TASK STATEMENT: Across the data, every line with the word "yellow" counts once; state the total alone.

RECORDS FOR THIS EXERCISE:

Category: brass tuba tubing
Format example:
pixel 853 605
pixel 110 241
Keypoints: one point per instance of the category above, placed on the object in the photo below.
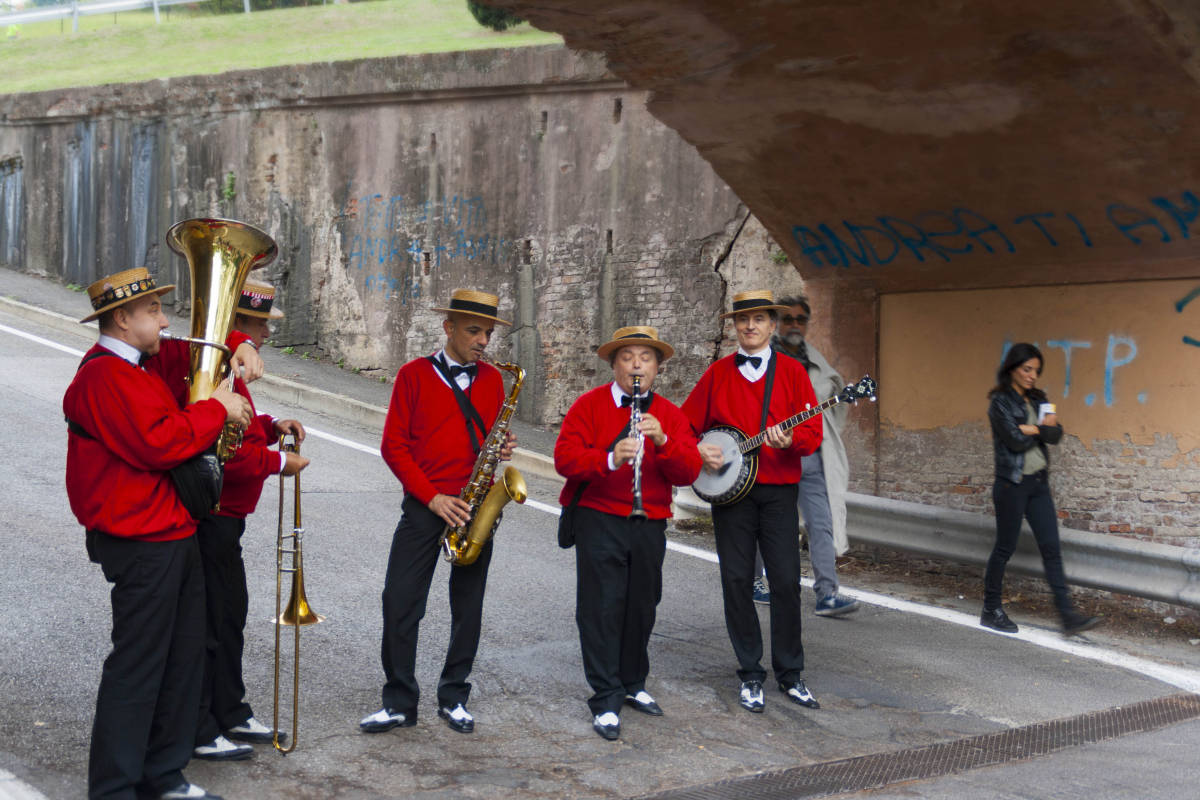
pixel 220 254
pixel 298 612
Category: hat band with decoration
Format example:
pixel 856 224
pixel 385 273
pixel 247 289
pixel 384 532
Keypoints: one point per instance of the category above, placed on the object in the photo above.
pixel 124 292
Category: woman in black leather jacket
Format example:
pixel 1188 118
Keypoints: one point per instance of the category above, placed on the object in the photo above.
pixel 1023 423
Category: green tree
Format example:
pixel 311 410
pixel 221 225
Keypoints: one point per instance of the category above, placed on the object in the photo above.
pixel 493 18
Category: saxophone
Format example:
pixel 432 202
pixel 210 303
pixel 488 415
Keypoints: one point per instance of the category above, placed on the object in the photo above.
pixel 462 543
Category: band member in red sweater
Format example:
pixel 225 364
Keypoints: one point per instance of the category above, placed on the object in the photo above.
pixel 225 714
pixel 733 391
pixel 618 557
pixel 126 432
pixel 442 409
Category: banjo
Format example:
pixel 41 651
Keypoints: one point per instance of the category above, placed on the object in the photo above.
---
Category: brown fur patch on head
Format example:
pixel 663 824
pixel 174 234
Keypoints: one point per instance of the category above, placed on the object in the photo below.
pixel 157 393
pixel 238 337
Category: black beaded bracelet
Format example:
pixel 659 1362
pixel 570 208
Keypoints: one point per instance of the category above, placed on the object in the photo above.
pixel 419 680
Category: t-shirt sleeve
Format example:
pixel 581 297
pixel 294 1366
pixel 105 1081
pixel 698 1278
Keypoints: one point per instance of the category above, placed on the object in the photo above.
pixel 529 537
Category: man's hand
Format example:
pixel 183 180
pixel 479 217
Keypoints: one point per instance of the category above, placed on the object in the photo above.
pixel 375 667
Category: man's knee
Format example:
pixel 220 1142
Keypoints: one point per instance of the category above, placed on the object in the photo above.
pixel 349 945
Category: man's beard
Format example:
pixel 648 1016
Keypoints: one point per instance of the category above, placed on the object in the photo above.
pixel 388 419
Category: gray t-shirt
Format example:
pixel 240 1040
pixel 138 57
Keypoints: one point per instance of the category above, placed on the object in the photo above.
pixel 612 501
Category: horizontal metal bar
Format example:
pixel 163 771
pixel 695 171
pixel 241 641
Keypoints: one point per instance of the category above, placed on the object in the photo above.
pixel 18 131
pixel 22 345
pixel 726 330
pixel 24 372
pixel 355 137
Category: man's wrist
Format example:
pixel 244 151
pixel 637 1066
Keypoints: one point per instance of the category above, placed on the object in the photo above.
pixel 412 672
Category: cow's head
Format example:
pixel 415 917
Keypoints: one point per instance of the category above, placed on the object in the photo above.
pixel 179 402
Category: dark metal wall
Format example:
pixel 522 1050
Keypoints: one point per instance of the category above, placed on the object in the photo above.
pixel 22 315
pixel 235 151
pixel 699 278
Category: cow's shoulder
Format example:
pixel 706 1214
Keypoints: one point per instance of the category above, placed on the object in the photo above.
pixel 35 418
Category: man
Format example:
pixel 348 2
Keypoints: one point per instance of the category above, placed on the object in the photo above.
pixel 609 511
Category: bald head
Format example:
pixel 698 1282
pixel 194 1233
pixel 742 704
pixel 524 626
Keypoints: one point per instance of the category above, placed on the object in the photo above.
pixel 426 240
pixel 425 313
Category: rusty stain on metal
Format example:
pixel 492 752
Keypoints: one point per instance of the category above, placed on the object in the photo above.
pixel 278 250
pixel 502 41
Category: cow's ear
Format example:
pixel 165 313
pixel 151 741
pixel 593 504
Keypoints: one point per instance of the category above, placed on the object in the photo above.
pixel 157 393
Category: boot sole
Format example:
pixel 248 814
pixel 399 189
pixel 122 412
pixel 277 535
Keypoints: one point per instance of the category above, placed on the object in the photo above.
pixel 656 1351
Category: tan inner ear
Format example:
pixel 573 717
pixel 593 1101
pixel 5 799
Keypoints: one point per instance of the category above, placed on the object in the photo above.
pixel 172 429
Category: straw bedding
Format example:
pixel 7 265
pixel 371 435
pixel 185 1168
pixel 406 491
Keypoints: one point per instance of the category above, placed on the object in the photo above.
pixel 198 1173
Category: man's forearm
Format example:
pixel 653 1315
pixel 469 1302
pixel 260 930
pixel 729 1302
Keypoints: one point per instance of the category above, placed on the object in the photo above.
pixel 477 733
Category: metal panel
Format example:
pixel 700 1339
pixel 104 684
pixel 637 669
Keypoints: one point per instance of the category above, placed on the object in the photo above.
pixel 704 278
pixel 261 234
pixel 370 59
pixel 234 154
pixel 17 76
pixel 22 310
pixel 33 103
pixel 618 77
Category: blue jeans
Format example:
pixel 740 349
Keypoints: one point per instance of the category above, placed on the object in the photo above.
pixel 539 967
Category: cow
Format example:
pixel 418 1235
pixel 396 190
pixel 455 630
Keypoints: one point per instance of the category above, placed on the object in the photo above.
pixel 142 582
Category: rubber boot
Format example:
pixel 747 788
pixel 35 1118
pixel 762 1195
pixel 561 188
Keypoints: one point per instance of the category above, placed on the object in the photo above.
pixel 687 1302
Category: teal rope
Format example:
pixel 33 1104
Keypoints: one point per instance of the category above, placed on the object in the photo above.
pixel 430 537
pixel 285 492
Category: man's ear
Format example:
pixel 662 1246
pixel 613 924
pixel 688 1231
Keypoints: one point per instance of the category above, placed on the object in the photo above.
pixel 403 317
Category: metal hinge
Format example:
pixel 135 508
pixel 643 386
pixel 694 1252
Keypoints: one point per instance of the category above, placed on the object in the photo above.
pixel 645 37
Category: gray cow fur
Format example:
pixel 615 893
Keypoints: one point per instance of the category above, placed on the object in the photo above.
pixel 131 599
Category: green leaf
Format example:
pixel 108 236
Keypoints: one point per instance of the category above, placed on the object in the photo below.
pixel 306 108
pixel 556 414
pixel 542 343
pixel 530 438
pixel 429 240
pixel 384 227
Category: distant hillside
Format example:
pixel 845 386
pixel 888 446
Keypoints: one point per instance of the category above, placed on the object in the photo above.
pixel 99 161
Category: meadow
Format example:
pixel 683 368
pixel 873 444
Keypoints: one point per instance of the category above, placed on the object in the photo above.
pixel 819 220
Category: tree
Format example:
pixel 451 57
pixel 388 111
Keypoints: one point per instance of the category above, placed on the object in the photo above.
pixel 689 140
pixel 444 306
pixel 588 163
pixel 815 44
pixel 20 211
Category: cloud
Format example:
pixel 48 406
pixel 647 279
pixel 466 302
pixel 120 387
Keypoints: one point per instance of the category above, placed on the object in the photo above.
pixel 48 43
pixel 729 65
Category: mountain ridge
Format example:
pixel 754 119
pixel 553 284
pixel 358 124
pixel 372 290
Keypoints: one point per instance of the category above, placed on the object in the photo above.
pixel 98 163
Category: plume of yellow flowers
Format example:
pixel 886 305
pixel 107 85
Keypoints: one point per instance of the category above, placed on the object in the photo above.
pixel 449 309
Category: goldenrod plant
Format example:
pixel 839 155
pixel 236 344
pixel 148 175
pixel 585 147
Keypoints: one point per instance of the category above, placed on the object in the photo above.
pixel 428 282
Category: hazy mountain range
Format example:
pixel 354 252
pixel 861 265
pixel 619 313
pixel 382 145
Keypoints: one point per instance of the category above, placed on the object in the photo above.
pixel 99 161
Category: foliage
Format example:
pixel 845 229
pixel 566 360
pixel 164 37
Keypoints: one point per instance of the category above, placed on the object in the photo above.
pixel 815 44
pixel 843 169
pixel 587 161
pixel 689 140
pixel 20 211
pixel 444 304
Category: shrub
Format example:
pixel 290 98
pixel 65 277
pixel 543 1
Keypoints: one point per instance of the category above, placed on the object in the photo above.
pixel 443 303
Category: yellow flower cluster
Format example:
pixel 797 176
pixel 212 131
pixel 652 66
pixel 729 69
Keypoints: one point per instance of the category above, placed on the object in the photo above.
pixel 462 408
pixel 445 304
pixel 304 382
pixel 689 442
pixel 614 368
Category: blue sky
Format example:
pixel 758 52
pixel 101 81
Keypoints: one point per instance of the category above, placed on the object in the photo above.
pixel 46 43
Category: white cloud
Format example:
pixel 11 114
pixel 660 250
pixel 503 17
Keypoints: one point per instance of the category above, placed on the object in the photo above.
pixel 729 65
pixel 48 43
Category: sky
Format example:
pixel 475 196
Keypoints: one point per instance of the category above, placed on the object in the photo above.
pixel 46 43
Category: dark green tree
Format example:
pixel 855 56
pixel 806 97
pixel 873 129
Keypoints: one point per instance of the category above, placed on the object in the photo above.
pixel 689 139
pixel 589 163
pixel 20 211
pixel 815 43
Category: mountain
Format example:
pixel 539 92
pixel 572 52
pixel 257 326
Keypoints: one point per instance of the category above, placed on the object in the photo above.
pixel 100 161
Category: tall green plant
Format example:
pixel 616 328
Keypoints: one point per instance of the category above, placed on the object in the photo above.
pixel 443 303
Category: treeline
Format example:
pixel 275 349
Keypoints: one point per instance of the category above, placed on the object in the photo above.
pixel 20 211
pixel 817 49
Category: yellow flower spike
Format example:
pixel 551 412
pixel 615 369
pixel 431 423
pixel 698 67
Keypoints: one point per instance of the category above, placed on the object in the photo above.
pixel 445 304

RESPONSE TO THE EXERCISE: 3